▶ What is expected
Repeat each entry in the data, exactly.

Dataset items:
--------------------------------
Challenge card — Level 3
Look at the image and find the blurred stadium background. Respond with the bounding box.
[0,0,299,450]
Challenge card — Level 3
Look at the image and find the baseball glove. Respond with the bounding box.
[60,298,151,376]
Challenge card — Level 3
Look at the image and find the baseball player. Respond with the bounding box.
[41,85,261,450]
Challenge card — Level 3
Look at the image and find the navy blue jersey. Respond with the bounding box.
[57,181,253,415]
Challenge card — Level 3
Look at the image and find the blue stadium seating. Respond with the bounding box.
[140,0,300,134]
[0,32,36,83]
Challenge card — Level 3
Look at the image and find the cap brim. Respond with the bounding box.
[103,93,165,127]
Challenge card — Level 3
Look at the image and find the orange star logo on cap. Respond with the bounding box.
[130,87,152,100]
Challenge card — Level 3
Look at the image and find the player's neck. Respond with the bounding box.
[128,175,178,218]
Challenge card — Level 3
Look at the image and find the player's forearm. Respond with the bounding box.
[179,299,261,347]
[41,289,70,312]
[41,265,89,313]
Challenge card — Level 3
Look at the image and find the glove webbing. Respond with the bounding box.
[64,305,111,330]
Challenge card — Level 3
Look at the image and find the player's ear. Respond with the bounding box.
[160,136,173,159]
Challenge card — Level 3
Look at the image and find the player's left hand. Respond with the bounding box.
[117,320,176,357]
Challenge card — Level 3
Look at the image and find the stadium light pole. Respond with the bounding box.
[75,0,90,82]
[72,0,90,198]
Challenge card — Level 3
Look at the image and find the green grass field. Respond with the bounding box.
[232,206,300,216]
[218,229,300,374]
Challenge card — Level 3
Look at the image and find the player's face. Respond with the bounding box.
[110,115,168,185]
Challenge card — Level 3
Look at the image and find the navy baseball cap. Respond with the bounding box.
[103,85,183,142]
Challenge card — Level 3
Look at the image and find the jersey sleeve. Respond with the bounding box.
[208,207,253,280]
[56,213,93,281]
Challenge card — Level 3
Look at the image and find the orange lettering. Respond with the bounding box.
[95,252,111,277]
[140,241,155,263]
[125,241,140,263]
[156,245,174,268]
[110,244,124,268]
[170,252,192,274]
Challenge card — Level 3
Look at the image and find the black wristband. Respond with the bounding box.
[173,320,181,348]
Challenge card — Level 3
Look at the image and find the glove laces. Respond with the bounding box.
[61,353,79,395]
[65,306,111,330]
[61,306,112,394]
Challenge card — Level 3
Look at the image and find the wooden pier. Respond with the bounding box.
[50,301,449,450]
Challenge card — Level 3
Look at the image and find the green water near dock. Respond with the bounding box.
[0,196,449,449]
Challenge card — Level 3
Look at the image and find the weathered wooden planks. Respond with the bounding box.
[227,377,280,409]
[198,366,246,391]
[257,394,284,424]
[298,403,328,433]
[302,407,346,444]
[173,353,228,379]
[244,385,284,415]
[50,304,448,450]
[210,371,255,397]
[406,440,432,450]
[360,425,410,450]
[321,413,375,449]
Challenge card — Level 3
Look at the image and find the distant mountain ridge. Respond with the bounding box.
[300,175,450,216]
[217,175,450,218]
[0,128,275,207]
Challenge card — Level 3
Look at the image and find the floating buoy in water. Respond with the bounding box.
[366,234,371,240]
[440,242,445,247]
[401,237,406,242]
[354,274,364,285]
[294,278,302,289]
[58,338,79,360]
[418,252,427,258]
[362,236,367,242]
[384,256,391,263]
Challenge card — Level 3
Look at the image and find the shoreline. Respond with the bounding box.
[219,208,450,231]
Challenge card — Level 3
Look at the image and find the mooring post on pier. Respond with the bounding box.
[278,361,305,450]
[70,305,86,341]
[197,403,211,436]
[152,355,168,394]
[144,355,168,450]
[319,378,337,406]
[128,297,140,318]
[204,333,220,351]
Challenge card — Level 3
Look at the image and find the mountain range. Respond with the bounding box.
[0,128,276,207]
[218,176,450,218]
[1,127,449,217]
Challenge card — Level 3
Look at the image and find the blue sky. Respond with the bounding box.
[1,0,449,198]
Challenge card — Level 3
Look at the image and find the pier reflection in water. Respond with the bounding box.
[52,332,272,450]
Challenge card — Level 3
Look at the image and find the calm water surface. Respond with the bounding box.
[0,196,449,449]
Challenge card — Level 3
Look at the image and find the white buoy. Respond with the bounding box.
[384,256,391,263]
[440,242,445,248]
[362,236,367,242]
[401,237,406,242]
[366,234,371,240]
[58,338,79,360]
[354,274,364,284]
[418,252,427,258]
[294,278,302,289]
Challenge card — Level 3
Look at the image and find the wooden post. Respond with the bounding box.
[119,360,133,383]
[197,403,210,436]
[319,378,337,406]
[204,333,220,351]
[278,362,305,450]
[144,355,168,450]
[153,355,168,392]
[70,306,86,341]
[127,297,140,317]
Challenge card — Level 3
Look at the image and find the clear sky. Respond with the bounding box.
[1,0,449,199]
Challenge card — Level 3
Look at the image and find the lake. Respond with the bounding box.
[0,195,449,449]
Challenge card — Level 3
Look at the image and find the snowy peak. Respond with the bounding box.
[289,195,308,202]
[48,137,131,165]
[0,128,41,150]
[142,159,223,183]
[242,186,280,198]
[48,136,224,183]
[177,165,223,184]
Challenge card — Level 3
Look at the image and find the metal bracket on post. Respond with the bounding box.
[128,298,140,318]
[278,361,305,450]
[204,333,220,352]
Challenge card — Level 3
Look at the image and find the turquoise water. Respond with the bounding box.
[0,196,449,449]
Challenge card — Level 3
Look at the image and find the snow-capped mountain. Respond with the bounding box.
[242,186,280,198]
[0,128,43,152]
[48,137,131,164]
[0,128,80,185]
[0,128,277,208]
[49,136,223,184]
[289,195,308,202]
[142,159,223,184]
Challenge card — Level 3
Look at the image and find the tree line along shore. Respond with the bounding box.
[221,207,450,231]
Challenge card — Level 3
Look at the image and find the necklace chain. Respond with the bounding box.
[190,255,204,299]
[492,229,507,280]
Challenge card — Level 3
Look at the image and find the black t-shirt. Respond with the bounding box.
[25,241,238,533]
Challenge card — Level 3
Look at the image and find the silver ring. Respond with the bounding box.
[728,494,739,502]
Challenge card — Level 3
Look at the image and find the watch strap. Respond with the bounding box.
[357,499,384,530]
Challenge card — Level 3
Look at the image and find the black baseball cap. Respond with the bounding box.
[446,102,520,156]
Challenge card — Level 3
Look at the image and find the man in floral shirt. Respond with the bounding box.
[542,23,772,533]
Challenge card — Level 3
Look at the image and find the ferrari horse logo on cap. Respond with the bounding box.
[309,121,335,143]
--------------------------------
▶ Answer area
Challenge card — Level 3
Look at the image and find the blurred stadium background. Respond with the bounding box.
[0,0,299,450]
Challenge card — Level 3
Look at the image and find the baseball glove. Respond with the bounding box.
[60,298,151,376]
Challenge card — Level 3
Look at the image and find the baseball player. Respond with the bounding box.
[41,85,261,450]
Challenge card — Level 3
Look at the image and find the navy blue jersey. Respond with the bounding box.
[57,181,253,415]
Challenge card — Level 3
Look at the image and find the blue stadium seating. Respond with the bounding box.
[140,0,300,134]
[0,32,36,83]
Challenge card — Level 3
Look at the image and find the cap brim. Respond with the bounding box.
[103,93,165,127]
Challenge card — Level 3
Look at the image and find the orange star logo on cap. Respond with the bounding box.
[130,87,152,100]
Challenge card — Level 3
Look at the image and find the player's neck. Respond with the bounding box.
[128,175,178,218]
Challenge card — Level 3
Look at the image and find the player's forearm. Respond with the bounding box.
[179,299,261,347]
[41,289,70,312]
[41,265,89,313]
Challenge card — Level 3
Look at the image and find the glove webbing. Respond with the bounding box.
[64,305,111,330]
Challenge card — Level 3
Look at the image and find the player's ear. Respond with the bounding box.
[160,136,173,159]
Challenge card — Level 3
Look at the image and find the player's left hand. Respond with the bounding box.
[117,320,176,357]
Challenge card — Level 3
Look at the image and find the stadium light pole. Respond with the bounding box.
[75,0,90,82]
[72,0,90,198]
Challenge card — Level 3
Look at the image and find the green grass field. Respond with the bounding box.
[232,206,300,216]
[218,229,300,374]
Challenge card — Level 3
Look at the image and find the player's face. Respond with the bounding box.
[110,115,168,185]
Challenge card — Level 3
Look at the image and find the navy baseball cap. Respond with the bounding box.
[103,85,183,142]
Challenge card — Level 3
Look at the image and find the jersey sleeve. Respond with the bounding box.
[208,207,253,280]
[56,213,93,281]
Challenge card — Level 3
Look at the image and find the orange lettering. Respond with the bounding box.
[95,252,111,277]
[140,241,155,263]
[125,241,140,263]
[156,245,174,268]
[110,244,124,268]
[170,252,192,274]
Challenge card — Level 3
Look at the image and find the black wristband. Respond with the bounding box.
[173,320,181,348]
Challenge card — Level 3
Look at the image and find the glove laces. Respond with the bounding box.
[61,353,79,395]
[65,306,111,330]
[61,306,112,394]
Challenge card — Level 3
Look at the image and find the wooden pier. Respond with the bounding box.
[50,301,449,450]
Challenge card — Level 3
Look at the image and find the green water near dock. Respond with the bounding box.
[0,196,449,449]
Challenge card — Level 3
Look at the image and find the weathered wooden planks. Respond with the bounding box.
[227,377,280,409]
[198,366,246,391]
[257,394,284,424]
[298,403,328,433]
[302,407,346,444]
[173,353,228,379]
[244,385,284,415]
[50,304,448,450]
[210,371,255,397]
[406,440,432,450]
[360,425,410,450]
[321,413,375,449]
Challenge card — Level 3
Look at the image and find the distant mountain ridge. Respond with the bounding box.
[300,175,450,216]
[217,175,450,218]
[0,128,275,207]
Challenge card — Level 3
Look at the image and find the floating buoy in water. Respond with the bounding box.
[366,234,371,240]
[440,242,445,247]
[401,237,406,242]
[354,274,364,285]
[294,278,302,289]
[58,338,79,360]
[418,252,427,258]
[362,236,367,242]
[384,256,391,263]
Challenge card — Level 3
Look at the image and find the shoreline. Respond with the bounding box.
[219,208,450,231]
Challenge card — Level 3
Look at the image and find the mooring post on pier. Respond with the bounding box.
[278,361,305,450]
[70,305,86,341]
[197,403,211,436]
[152,355,168,394]
[144,355,168,450]
[319,378,337,406]
[128,297,140,318]
[204,333,220,351]
Challenge card — Level 3
Look at the image and find the mountain range. Respond with the bounding box.
[0,128,276,207]
[218,176,450,218]
[1,127,449,217]
Challenge card — Level 3
Look at the image and find the blue sky. Respond with the bounding box.
[1,0,449,198]
Challenge card — Level 3
Look at the image and find the pier reflection in water. Respond with the bounding box.
[52,332,272,450]
Challenge card — Level 3
Look at the image and find the calm water surface. Respond with the bounding box.
[0,196,449,449]
Challenge card — Level 3
Look at the image and find the white buoy. Respond with the bounding box.
[384,256,391,263]
[440,242,445,248]
[362,236,367,242]
[401,237,406,242]
[366,234,371,240]
[58,338,79,360]
[354,274,364,284]
[418,252,427,258]
[294,278,302,289]
Challenge card — Level 3
Look at the image and find the wooden post. Respond with the bounding box.
[119,360,133,383]
[197,403,210,436]
[319,378,337,406]
[204,333,220,351]
[278,362,305,450]
[144,355,168,450]
[153,355,168,392]
[70,306,86,341]
[127,297,140,317]
Challenge card — Level 3
Look at the image and find the clear sky. Respond with the bounding box.
[1,0,449,199]
Challenge card — Level 3
Look at the image and find the lake. Respond with the bounding box.
[0,195,449,449]
Challenge card — Level 3
Look at the image and find the snowy peak. Respond with the bounding box.
[289,195,308,202]
[48,137,131,165]
[0,128,41,150]
[142,159,223,183]
[242,186,280,198]
[48,136,224,183]
[177,165,223,184]
Challenge card — Level 3
Look at the image and find the metal bracket on post. Respond with the bounding box.
[128,298,140,318]
[278,361,305,450]
[204,333,220,352]
Challenge card — Level 3
Look at the image and find the turquoise water. Respond with the bounding box.
[0,196,449,449]
Challenge card — Level 3
Look at the image and find the snow-capped mountain. Respond with the bounding box.
[242,186,280,198]
[0,128,43,152]
[48,137,131,164]
[0,128,80,185]
[0,128,277,208]
[49,136,223,184]
[289,195,308,202]
[142,159,223,184]
Challenge card — Level 3
Look at the image and find the tree line along shore. Respond with the bounding box.
[221,207,450,231]
Challenge card — Level 3
Look at the image and find the necklace chain. Respond with the bounding box.
[190,255,204,299]
[492,229,507,280]
Challenge card — Level 3
Look at the image and find the black t-shirt. Respond with the bounding box.
[25,241,238,533]
Challenge card — Level 3
Look at the image and find the silver ring. Respond with the bounding box.
[728,494,739,502]
Challenge card — Level 3
Look at the image and find the watch strap. Respond with the bounding box.
[357,499,384,530]
Challenge card — Level 3
Look at the image and find the black baseball cap. Respond with the bounding box.
[446,102,520,156]
Challenge card — Level 3
Look at the image and find the man in floral shirt. Respond with the bounding box.
[542,23,772,533]
Challenge card — Level 3
Look at the image and find the ferrari horse logo on cap. Respond with the bounding box.
[309,121,335,143]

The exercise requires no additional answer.